PROBLEM REQUIREMENTS: Each line from the one containing "Guideline: for each instance of the bright" through the end of the data is to be written out exactly, and nothing more.

■ ■ ■

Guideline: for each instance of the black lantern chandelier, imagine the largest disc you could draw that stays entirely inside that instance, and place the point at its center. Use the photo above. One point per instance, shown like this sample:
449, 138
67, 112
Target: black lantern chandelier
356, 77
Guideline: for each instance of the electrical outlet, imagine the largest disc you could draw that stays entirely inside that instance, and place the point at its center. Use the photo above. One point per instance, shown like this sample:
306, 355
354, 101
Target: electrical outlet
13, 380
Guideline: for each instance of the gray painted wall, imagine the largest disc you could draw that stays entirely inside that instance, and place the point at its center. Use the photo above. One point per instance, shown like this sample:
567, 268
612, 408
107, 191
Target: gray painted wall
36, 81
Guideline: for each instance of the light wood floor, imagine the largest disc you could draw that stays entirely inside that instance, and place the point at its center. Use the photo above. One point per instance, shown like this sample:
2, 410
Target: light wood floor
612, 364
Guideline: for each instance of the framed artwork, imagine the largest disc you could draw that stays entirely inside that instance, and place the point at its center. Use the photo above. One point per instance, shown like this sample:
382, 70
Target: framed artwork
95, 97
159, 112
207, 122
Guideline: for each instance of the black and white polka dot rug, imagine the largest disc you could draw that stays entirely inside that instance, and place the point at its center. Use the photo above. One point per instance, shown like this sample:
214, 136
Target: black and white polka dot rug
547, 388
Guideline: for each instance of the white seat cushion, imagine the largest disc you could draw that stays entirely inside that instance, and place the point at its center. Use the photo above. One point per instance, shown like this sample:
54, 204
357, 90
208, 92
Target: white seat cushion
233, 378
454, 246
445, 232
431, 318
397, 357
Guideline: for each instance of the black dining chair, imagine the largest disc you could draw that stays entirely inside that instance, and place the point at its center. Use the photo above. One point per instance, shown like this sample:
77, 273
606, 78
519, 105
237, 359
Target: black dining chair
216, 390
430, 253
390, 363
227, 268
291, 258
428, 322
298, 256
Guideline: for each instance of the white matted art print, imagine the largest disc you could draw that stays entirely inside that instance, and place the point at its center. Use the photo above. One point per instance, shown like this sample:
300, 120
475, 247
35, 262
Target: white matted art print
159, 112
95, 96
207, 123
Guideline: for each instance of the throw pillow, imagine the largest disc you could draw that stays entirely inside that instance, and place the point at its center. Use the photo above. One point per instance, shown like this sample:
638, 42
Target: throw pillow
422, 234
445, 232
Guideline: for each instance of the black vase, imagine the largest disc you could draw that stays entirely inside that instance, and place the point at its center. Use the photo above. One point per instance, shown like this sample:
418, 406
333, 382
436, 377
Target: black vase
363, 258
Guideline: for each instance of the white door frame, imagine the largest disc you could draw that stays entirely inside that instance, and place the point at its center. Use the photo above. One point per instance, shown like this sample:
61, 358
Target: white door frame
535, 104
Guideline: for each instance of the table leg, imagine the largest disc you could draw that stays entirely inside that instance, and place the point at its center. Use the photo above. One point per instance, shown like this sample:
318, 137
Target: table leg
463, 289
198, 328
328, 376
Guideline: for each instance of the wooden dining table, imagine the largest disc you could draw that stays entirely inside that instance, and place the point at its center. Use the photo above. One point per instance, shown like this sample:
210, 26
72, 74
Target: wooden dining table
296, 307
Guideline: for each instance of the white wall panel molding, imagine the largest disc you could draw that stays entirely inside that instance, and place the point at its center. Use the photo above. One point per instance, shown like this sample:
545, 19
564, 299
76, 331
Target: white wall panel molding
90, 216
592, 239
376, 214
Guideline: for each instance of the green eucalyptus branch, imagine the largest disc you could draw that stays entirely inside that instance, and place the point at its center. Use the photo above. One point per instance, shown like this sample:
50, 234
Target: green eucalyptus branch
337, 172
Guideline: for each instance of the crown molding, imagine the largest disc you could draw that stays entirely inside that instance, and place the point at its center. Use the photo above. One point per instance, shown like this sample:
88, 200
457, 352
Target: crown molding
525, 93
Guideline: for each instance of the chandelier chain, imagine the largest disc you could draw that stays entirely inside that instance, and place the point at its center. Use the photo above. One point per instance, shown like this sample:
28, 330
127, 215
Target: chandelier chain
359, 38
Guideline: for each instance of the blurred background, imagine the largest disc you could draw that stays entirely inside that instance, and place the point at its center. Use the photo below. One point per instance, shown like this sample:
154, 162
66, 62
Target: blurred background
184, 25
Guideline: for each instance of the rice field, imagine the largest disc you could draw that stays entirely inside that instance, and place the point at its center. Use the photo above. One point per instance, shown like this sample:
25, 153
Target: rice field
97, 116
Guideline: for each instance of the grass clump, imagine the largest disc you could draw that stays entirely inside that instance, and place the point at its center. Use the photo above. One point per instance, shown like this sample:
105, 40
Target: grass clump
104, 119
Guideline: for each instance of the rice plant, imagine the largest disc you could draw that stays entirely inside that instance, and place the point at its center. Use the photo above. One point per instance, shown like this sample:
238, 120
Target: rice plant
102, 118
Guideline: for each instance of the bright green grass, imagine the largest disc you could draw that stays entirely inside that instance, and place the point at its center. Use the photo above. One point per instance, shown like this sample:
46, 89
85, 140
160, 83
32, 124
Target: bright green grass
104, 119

■ ■ ■

SOLUTION:
Guideline: for each instance of the bright green grass, imagine the largest disc you could draw that stays entirely inside that instance, and place the point at its center. Use the photo above. One point per instance, shown like this sample:
46, 89
85, 140
160, 83
32, 124
Target: bright green grass
104, 119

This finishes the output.